------ Extracted text ------

The question every $50M 3PL VP Ops eventually asks: what does PE actually see that you do not?

The answer is not consolidation. PE platforms have been consolidating freight brokerages since 2015. What changed is the operational thesis on top of the consolidation. The new math assumes a layer of AI and automation that compresses the time between a customer ping and a load tendered to a carrier, from hours to minutes, and from a senior broker to a software workflow. The platforms paying 12x EBITDA on tech-enabled targets, the [RXO acquisition of Coyote in September 2024](https://rxo.com/news/rxo-completes-acquisition-of-coyote-logistics/) is the textbook case, have already deployed this layer or are building it. Assume it gets applied on day one.

That layer is what PE sees. And if you are running a $50M brokerage today, three things are likely true at once: you do not have it yet, you can build it without selling, and every strategic path you can pick requires it.

![Container yard with rows of stacked intermodal shipping containers and cargo cranes silhouetted against a low-angle morning sky](/images/blog/pe-mid-market-3pl-roll-up-container-yard.jpg)

## What 2024 actually looked like in the mid-market

The headlines all went to the platform deals. RXO bought Coyote from UPS for $1.025B at roughly 12x trailing EBITDA. The [Forward Air and Omni Logistics combination](https://www.sec.gov/Archives/edgar/data/0000912728/000110465926051599/tm2613007d1_ars.pdf) hit $2.5B revenue and $307M EBITDA by 2025 with $120M in annualized integration synergies. [Thoma Bravo announced its acquisition of WWEX Group](https://www.dcvelocity.com/technology/transportation-it/shipping-software/private-equity-firm-to-merge-3pl-wwex-group-with-parcel-tech-firm-auctane) in March 2026 and is folding in portfolio company Auctane.

------ Items ------

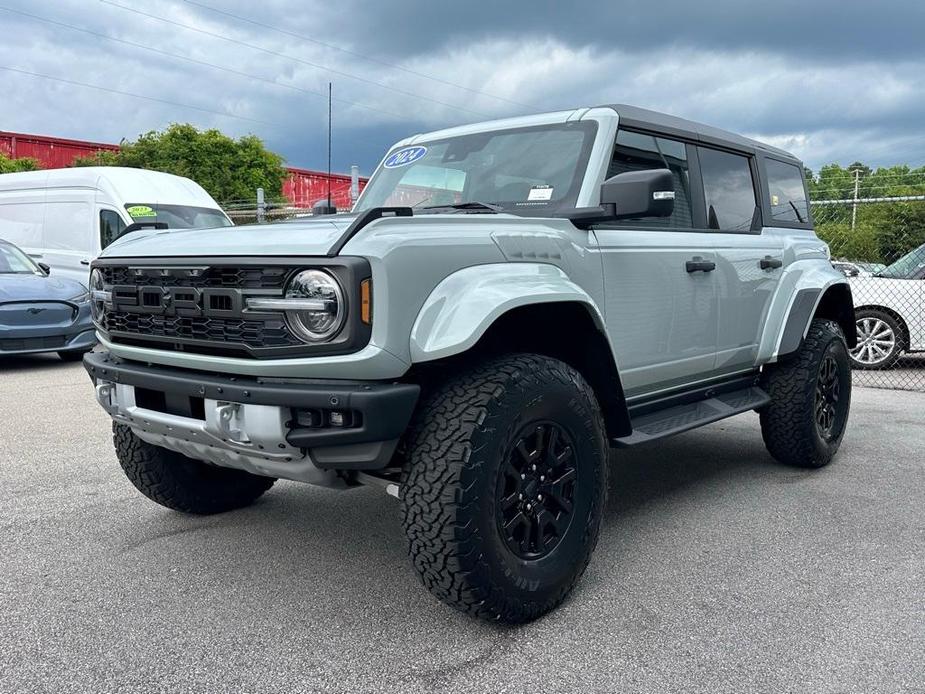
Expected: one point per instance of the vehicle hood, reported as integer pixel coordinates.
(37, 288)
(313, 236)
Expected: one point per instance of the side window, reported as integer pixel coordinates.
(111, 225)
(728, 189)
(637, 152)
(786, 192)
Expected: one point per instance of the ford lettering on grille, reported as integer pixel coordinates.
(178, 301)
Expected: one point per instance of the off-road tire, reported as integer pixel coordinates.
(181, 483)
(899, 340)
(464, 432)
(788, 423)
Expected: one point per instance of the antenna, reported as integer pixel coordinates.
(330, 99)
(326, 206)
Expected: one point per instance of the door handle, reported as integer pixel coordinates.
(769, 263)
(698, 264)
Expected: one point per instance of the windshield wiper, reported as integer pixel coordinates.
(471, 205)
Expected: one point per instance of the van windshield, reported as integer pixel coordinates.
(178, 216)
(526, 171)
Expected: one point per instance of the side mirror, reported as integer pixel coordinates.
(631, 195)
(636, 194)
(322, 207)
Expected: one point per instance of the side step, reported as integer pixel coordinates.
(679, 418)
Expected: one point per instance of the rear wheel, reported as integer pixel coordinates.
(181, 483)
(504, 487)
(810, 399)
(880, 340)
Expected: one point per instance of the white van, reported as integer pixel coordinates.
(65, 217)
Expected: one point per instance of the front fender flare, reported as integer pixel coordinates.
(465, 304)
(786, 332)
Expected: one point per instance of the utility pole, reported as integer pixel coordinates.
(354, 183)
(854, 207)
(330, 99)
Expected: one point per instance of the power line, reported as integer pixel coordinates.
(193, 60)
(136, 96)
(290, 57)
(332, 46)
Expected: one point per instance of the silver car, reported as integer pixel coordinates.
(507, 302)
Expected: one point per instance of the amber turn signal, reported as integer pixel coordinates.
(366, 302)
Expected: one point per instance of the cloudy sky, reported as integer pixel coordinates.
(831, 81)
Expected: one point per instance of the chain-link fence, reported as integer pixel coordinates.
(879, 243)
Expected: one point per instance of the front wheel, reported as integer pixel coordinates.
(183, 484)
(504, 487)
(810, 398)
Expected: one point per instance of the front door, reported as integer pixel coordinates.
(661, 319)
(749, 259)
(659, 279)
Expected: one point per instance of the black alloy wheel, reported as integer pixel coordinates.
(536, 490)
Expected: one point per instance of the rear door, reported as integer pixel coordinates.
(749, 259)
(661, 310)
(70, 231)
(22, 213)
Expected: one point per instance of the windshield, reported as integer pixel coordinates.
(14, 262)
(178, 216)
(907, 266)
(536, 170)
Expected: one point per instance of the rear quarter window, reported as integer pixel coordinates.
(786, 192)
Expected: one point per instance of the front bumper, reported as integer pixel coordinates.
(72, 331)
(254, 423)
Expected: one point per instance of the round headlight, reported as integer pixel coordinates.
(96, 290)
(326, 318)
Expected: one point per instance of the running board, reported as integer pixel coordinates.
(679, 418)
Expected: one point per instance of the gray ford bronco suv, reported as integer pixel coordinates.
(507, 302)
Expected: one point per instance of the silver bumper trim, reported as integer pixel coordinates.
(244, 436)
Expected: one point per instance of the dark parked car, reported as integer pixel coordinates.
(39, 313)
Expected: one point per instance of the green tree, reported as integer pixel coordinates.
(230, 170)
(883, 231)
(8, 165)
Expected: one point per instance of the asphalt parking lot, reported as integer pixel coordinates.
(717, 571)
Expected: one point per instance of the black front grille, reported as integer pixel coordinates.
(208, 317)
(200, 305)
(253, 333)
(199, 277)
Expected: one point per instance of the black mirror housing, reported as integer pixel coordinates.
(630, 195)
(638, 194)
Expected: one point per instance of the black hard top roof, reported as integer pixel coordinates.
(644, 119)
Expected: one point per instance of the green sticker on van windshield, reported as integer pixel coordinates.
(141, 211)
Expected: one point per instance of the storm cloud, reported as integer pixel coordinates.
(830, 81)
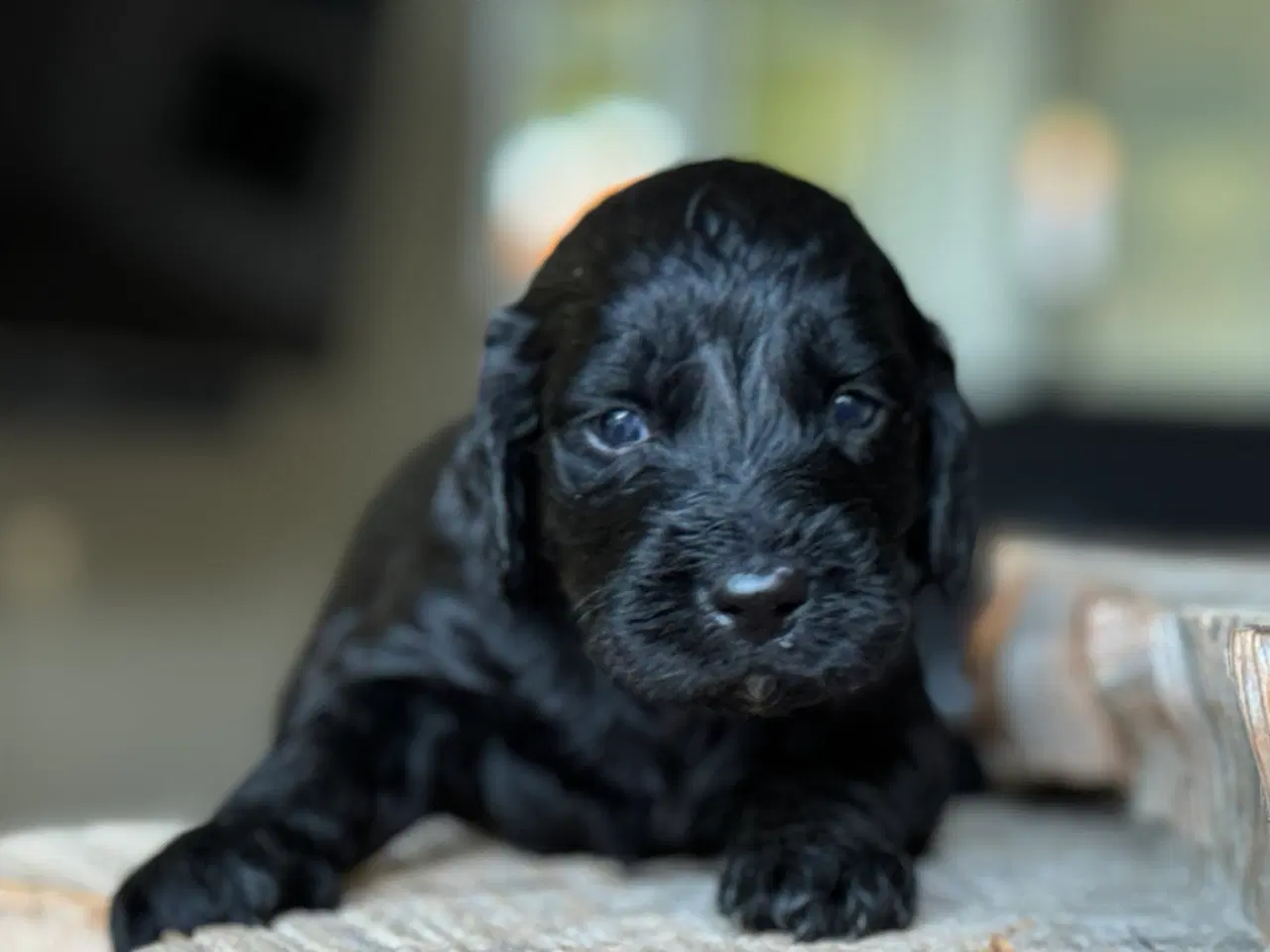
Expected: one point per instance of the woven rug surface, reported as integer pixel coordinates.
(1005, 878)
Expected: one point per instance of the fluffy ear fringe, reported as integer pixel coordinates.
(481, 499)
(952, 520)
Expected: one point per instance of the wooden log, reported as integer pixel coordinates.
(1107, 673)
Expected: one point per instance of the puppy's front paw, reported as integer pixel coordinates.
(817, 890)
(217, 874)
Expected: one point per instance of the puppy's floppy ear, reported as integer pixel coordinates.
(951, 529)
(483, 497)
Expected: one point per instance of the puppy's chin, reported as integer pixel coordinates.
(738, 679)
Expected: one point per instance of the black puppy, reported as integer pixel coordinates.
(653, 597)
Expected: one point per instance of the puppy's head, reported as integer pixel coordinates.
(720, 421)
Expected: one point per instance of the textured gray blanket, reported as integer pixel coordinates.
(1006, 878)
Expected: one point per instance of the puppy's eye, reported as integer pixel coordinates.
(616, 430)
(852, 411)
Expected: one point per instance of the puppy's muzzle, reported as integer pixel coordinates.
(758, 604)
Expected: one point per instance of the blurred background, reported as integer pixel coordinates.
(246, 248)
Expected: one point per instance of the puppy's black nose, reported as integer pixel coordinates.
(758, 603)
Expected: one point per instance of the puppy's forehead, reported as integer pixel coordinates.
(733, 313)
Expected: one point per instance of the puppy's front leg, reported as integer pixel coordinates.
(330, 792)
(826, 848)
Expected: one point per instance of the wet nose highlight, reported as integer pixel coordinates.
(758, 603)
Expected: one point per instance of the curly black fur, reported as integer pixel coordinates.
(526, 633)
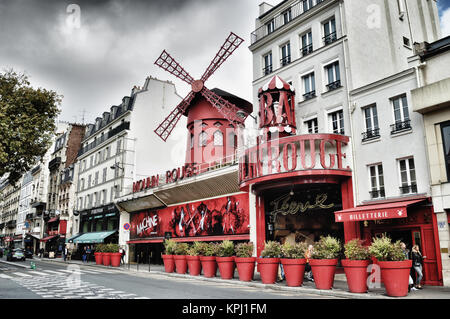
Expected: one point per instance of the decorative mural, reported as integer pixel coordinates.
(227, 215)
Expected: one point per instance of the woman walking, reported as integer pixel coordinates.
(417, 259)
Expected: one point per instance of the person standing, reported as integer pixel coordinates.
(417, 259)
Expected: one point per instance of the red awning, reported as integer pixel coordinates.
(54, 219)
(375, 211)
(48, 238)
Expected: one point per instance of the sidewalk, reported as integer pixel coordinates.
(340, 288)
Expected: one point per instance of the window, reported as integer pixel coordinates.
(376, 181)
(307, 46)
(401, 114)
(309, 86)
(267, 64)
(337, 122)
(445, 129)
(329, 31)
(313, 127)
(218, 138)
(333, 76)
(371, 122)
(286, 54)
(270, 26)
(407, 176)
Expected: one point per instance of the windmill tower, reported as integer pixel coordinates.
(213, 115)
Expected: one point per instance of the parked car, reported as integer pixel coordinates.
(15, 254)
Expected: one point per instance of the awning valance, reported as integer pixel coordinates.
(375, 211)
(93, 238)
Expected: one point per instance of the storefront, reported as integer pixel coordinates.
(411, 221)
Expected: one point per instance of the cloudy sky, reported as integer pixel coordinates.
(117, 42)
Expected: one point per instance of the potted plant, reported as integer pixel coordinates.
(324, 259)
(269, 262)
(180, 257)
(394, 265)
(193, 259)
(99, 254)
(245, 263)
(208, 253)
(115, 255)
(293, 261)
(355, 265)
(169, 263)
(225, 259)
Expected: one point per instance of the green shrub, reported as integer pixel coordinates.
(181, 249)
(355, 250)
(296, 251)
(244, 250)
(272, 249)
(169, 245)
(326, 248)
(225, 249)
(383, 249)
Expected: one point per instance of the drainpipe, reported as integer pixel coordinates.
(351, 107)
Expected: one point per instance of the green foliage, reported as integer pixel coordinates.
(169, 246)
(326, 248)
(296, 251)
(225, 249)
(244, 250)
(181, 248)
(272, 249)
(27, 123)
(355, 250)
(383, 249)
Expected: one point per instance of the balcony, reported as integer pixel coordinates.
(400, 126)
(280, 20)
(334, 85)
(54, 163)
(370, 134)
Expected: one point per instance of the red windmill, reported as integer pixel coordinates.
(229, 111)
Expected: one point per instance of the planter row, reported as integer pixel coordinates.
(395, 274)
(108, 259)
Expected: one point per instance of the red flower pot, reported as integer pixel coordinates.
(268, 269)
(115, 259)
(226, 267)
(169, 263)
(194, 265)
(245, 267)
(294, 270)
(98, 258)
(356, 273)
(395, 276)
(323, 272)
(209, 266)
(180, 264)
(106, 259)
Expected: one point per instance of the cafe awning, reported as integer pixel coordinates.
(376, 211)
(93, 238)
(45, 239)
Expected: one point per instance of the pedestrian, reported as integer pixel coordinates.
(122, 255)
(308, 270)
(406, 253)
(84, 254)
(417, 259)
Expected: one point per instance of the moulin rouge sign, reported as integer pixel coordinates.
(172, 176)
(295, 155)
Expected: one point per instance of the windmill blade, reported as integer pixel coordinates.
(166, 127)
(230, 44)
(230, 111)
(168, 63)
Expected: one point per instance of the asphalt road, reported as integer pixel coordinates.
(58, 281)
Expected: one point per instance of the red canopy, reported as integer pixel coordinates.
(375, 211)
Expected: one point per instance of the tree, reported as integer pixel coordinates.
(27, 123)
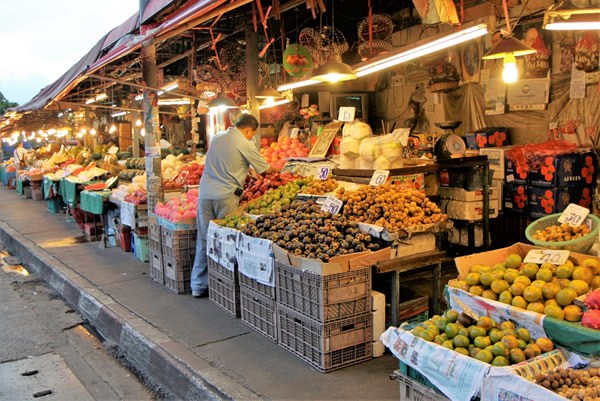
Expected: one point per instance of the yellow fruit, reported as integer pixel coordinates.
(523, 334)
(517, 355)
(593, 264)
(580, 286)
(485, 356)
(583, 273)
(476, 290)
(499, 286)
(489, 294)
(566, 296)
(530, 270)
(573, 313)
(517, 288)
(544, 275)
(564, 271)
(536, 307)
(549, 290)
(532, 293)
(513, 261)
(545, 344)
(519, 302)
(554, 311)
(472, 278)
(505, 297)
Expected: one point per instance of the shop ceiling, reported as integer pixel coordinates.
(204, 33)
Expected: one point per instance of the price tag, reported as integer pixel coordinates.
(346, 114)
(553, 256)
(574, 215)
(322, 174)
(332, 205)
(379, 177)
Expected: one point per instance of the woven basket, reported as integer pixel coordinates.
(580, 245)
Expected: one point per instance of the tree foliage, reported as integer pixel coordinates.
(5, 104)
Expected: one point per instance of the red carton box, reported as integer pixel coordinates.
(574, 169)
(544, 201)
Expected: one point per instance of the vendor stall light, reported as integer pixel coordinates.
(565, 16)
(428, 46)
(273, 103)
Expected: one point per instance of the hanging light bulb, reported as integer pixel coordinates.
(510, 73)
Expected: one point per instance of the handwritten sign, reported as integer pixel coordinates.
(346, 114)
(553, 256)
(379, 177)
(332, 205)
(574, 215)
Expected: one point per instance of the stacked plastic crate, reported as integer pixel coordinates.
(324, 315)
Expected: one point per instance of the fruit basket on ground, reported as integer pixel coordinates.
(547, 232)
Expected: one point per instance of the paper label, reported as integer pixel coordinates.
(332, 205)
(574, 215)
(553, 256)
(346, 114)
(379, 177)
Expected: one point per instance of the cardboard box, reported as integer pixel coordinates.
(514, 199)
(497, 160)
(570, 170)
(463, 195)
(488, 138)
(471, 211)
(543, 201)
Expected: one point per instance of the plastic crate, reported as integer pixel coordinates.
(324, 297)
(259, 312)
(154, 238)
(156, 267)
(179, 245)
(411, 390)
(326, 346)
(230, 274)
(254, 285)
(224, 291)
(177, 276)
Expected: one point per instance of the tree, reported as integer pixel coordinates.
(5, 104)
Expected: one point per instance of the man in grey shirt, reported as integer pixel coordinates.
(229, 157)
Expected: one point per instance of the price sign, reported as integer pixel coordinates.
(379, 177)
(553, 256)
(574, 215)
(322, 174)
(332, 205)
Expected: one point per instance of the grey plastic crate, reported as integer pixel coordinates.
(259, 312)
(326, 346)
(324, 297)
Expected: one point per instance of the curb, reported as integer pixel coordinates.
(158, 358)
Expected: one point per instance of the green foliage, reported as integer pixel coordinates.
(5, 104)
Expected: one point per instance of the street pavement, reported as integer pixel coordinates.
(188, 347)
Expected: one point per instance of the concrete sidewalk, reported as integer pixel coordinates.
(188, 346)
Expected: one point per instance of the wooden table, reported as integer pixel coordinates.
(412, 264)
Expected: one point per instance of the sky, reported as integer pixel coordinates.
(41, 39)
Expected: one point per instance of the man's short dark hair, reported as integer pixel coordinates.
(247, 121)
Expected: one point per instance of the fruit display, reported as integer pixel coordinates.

------

In the text on private equity and freight brokerages, how much did RXO pay UPS for Coyote? Rely only on the text, not the entries.

$1.025B, at roughly 12x trailing EBITDA.